## SHORT TASK A
Return every line of the rows below that contains the word "jacket".

## PAGE TEXT
[start]
1

I'm reading data from 2 csv using pandas read_csv.

Details.csv

ID,VALID
P1,Yes
P2,No
P3,Yes
P4,No

Relations.csv

ParentID,ChildID
P1,C1
P1,C2
C1,C1A
C2,C2A
C1A,C1AA
P2,D1
P2,D2
D2,D2A
D2A,D2AA
P3,C4
P4,C5

Now i stored both in separate dataframes. I have to check the ID's from Details in Relationship and for each ID find all level of its children(until no further child). If the ID has Yes for VALID column, then all its child should have "VALID" if not then those are "NOT VALID".

Expected output

P1,VALID
C1,VALID
C2,VALID
C1A,VALID
C2A,VALID
C1AA,VALID
P2,NOT VALID
D1,NOT VALID
D2,NOT VALID
D2A,NOT VALID
D2AA,NOT VALID
P3,VALID
C4,VALID
P4,NOT VALID
C5,NOT VALID

Currently I'm doing this in SQL. I have no idea how to replicate this in python. Are there any functions available in pandas or I have to do with for loop. Any suggestion would be appreciated.

From this question, i have tried something like below but it is not working.

import pandas as pd

details = pd.read_csv('C:/Myfolder/Python/Details.csv')
relationship = pd.read_csv('C:/Myfolder/Python/Relationship.csv')

def nlevel(details.id, parent_dict=relationship.ParentID, _cache={0:0}):
if details.id in _cache:
    return _cache[details.id]

return 1+nlevel(parent_dict[details.id],parent_dict)
[end]
## SHORT TASK B
Answer these questions about the pandas question above:
(i) What two column names does Details.csv have?
(ii) What does the poster currently use to do this task?
(iii) Which pandas function is used to read the two files?

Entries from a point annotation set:
[start]
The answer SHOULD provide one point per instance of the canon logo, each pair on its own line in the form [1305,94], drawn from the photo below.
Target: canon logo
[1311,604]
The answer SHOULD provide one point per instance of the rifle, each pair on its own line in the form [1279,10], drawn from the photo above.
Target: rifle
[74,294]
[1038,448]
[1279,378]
[end]
[start]
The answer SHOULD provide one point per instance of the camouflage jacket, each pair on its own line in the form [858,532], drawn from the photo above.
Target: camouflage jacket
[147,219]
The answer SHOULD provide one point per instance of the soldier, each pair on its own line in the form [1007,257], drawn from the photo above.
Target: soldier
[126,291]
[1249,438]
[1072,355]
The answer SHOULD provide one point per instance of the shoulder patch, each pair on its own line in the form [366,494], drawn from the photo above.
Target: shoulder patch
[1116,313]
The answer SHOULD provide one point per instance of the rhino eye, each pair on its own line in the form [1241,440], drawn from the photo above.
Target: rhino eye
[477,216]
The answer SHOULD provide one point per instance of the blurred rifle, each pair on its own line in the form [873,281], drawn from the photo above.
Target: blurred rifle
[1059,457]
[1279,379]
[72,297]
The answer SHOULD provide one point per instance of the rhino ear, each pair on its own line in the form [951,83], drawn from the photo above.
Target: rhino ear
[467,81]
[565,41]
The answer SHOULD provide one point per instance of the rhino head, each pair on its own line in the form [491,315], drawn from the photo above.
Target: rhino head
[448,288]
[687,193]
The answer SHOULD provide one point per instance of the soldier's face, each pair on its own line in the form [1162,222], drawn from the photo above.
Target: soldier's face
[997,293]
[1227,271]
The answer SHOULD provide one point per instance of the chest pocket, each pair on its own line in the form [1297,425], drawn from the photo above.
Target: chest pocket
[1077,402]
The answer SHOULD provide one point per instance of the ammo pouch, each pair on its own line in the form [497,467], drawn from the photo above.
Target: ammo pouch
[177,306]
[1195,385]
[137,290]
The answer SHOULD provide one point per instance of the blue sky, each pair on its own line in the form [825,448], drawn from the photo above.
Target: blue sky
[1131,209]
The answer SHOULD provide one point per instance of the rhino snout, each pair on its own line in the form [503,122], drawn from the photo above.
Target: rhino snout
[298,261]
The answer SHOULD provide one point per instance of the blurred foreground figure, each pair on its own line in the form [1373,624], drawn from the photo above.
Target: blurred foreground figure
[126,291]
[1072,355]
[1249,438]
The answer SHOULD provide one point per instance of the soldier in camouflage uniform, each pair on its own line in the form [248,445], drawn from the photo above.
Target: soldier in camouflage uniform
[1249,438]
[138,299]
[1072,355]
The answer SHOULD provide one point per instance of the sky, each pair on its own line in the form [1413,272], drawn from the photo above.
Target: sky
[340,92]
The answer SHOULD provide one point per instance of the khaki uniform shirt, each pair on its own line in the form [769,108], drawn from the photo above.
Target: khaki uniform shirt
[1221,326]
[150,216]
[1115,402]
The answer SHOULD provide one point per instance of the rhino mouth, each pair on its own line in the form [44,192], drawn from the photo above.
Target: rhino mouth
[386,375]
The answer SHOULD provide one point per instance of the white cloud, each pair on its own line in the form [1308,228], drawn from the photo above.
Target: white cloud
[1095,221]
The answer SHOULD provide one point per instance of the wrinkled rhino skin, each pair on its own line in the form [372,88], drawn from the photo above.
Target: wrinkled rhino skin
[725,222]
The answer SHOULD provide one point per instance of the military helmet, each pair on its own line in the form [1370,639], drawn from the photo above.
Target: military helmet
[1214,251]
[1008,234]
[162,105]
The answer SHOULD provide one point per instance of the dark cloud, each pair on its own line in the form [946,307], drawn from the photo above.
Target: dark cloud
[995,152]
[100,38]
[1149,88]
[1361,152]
[end]
## FINAL ANSWER A
The answer SHOULD provide one point per instance of the camouflage jacket, each pair on its own line in the form [858,532], drawn from the photo above.
Target: camouflage jacket

## FINAL ANSWER B
(i) ID and VALID
(ii) SQL
(iii) read_csv